Exercise input:
:::

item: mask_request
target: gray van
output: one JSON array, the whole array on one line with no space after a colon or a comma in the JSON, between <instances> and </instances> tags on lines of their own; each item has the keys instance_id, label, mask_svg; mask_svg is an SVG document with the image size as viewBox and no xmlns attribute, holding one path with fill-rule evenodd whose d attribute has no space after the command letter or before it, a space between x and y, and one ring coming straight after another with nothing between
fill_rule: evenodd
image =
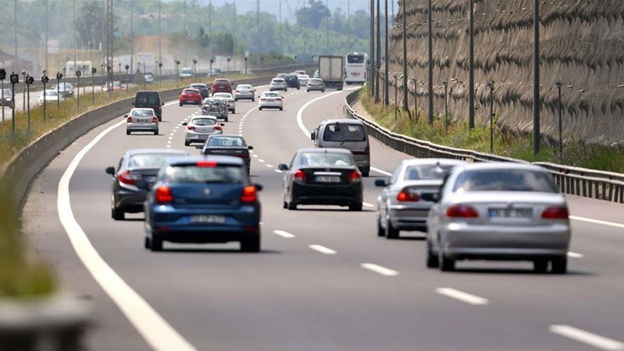
<instances>
[{"instance_id":1,"label":"gray van","mask_svg":"<svg viewBox=\"0 0 624 351\"><path fill-rule=\"evenodd\" d=\"M371 147L364 123L358 120L325 120L310 135L314 146L350 150L363 176L371 171Z\"/></svg>"}]
</instances>

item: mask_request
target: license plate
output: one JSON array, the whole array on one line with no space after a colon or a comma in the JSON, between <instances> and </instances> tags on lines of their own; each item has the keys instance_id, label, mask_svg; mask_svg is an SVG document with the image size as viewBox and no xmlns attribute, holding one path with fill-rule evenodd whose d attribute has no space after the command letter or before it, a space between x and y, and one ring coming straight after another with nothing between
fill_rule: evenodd
<instances>
[{"instance_id":1,"label":"license plate","mask_svg":"<svg viewBox=\"0 0 624 351\"><path fill-rule=\"evenodd\" d=\"M316 176L314 180L318 183L340 183L339 176Z\"/></svg>"},{"instance_id":2,"label":"license plate","mask_svg":"<svg viewBox=\"0 0 624 351\"><path fill-rule=\"evenodd\" d=\"M195 214L191 217L193 223L212 223L222 224L225 223L225 216L223 214Z\"/></svg>"},{"instance_id":3,"label":"license plate","mask_svg":"<svg viewBox=\"0 0 624 351\"><path fill-rule=\"evenodd\" d=\"M533 215L528 208L490 208L488 212L492 218L529 218Z\"/></svg>"}]
</instances>

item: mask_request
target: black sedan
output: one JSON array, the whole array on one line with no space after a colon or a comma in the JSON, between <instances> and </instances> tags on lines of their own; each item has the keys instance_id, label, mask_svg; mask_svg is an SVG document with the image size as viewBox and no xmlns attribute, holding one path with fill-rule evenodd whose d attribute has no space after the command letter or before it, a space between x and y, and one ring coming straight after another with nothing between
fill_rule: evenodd
<instances>
[{"instance_id":1,"label":"black sedan","mask_svg":"<svg viewBox=\"0 0 624 351\"><path fill-rule=\"evenodd\" d=\"M125 213L143 212L147 191L154 185L160 167L168 157L188 155L182 150L170 148L135 149L125 151L119 168L107 167L113 176L110 216L115 221L125 218Z\"/></svg>"},{"instance_id":2,"label":"black sedan","mask_svg":"<svg viewBox=\"0 0 624 351\"><path fill-rule=\"evenodd\" d=\"M350 151L341 148L300 149L284 174L284 208L298 204L348 206L362 210L362 174Z\"/></svg>"},{"instance_id":3,"label":"black sedan","mask_svg":"<svg viewBox=\"0 0 624 351\"><path fill-rule=\"evenodd\" d=\"M203 147L197 147L202 149L202 155L233 156L242 158L247 167L247 174L249 174L251 163L249 150L253 150L253 147L248 145L242 137L223 134L210 135Z\"/></svg>"}]
</instances>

:::

What you need to do: From the entries above, copy each line that contains the string "target". Case counts.

Exercise output:
target: gray van
target: license plate
target: black sedan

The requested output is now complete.